__TESTO PROPOSTO__.
________

Il poltronificio di Renzi è un valzer delle feluche: Massolo spicca il volo verso Bruxelles

Il ritorno di Calenda in Italia, al ministero dello Sviluppo, libera il posto a di rappresentante italiane all'Unione europea per Giampiero Massolo.

Rimettere un diplomatico di carriera a Bruxelles, dove non si fanno affari ma si conducono battaglie su conti pubblici e direttive comunitarie. Dopo lo spostamento di Carlo Calenda al ministero dello Sviluppo economico, Matteo Renzi sta pensando di affidare il posto di rappresentante italiano  presso l’Unione europea a Giampiero Massolo, direttore in uscita del Dipartimento informazioni e sicurezza  e ambasciatore di lungo corso. La decisione non è definitiva e neppure è prevista in tempi brevissimi, ma a Palazzo Chigi se ne ragiona seriamente. E il nome di Massolo è nettamente il preferito.

________

__CONSEGNA__.
Prosegui l'articolo sulla possibile nomina di Massolo a rappresentante italiano presso l'Unione europea, ripartendo subito dopo l'ultima frase.

__ESTRATTI DEL DATASET__.
________

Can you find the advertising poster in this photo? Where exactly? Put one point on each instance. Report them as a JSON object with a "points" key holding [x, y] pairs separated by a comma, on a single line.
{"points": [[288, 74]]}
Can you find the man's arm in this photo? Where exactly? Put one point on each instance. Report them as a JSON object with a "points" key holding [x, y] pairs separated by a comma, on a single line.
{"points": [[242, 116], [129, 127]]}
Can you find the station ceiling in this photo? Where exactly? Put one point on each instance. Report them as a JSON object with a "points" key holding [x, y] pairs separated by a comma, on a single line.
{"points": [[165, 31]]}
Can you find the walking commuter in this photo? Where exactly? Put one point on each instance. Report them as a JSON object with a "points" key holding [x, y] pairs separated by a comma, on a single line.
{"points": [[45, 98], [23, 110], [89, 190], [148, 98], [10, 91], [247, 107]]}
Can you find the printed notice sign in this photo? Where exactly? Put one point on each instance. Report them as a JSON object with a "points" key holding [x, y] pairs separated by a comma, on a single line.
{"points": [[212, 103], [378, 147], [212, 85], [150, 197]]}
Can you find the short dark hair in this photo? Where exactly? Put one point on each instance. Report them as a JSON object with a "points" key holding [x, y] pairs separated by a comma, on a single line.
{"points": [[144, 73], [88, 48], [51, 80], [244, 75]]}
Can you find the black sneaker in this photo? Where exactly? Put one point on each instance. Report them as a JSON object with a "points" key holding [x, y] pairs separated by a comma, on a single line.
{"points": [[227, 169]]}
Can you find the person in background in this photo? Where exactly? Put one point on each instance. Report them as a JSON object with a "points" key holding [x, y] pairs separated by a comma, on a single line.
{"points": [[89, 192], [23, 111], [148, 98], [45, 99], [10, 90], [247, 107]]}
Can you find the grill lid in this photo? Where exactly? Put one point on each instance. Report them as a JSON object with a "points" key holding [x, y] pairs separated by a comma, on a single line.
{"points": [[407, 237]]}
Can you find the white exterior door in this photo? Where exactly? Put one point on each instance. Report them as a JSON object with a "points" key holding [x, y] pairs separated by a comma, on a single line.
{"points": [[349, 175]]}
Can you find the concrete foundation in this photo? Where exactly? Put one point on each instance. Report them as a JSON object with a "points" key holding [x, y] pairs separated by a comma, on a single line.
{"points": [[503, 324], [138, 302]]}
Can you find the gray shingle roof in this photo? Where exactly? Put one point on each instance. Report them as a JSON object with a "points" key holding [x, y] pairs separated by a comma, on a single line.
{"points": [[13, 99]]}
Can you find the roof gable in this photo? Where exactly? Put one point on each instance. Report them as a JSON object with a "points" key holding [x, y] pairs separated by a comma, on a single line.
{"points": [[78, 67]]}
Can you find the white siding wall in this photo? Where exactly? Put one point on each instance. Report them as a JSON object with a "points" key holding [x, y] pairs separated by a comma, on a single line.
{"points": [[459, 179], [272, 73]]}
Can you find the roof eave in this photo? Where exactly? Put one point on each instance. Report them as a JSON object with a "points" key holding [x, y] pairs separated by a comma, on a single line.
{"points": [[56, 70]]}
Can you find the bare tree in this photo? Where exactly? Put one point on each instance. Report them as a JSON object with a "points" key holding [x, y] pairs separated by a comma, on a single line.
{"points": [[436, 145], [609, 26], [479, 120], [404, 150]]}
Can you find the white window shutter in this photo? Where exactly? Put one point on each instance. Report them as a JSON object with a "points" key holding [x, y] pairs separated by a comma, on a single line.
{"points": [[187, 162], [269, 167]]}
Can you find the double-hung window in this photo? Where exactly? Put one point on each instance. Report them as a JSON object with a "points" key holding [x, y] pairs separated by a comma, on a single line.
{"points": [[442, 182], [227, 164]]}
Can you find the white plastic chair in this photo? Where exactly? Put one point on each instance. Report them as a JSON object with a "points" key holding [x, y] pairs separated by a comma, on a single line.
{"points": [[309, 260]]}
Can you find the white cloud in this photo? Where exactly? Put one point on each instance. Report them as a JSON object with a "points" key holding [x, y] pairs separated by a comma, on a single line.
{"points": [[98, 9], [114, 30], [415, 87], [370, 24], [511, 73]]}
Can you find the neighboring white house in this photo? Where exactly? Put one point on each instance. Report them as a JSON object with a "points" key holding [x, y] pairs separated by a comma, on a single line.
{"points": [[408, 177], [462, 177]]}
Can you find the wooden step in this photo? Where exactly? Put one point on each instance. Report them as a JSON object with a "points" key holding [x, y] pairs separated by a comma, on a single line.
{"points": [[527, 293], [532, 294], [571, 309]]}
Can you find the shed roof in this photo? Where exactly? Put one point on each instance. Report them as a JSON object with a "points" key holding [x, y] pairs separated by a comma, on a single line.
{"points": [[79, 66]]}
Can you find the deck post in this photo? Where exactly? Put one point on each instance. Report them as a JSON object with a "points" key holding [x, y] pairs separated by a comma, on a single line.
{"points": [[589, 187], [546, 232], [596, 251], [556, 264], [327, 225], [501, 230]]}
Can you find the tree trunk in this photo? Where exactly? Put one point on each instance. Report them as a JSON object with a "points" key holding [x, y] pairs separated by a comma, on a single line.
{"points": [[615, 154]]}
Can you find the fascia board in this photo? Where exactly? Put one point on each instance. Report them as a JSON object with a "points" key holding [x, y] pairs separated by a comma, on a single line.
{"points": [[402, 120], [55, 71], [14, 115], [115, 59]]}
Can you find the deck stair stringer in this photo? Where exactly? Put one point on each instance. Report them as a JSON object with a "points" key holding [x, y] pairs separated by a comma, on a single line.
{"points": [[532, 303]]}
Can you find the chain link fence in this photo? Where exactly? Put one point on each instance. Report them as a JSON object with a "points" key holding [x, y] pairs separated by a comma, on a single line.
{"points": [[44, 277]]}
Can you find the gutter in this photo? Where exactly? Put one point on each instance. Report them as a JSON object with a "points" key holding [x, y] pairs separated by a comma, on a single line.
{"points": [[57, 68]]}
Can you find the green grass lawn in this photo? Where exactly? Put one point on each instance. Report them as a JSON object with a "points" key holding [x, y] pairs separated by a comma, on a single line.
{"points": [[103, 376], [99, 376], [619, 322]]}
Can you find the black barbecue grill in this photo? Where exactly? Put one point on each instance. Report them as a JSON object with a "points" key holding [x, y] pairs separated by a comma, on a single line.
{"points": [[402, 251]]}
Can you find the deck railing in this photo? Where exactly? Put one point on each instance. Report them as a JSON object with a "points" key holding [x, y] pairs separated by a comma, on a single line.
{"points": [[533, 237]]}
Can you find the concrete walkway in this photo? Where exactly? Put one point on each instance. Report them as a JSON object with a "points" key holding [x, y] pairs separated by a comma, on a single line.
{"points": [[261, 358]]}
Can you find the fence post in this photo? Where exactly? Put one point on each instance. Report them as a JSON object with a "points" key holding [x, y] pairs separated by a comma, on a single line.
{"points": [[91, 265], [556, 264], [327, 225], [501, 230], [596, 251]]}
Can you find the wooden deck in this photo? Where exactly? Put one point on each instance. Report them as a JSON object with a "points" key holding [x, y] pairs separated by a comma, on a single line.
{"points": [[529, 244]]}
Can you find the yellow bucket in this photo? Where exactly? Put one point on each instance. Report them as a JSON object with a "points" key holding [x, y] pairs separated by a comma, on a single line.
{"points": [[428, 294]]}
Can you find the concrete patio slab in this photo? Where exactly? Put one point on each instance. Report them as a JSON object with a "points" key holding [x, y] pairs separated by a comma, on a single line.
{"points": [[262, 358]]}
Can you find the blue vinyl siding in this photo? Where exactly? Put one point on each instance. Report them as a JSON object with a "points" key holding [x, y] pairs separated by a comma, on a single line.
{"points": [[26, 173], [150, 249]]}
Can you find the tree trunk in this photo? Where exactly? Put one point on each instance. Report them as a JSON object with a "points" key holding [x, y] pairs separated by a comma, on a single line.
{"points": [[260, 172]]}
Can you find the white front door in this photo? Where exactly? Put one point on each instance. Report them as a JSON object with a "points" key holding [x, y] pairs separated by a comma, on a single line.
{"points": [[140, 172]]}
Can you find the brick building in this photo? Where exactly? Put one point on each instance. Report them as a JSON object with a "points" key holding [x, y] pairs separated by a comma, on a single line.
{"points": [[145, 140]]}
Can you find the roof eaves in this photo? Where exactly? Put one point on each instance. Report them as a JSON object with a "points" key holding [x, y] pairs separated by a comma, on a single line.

________

__RISPOSTA__.
Massolo è nato a Varsavia nel 1954 ed è entrato in diplomazia nel 1978. Tra le sedi dove ha prestato servizio c’è proprio quella di Bruxelles, tra il 1985 e il 1988, ma ha lavorato anche a stretto contatto con la politica, come nel 1994, quando è stato capo della segreteria particolare dell’allora premier Silvio Berlusconi. Alla Farnesina ha scalato tutti i gradini, arrivando nel 2007 alla poltrona di segretario generale, che è quella da cui si comanda tutta la struttura. Poi, nel 2012, per scelta di Mario Monti e  volere di Giorgio Napolitano, la nomina al vertice dell’intelligence italiana, che ha guidato senza scossoni e senza incidenti, cercando di costruire sempre il massimo consenso.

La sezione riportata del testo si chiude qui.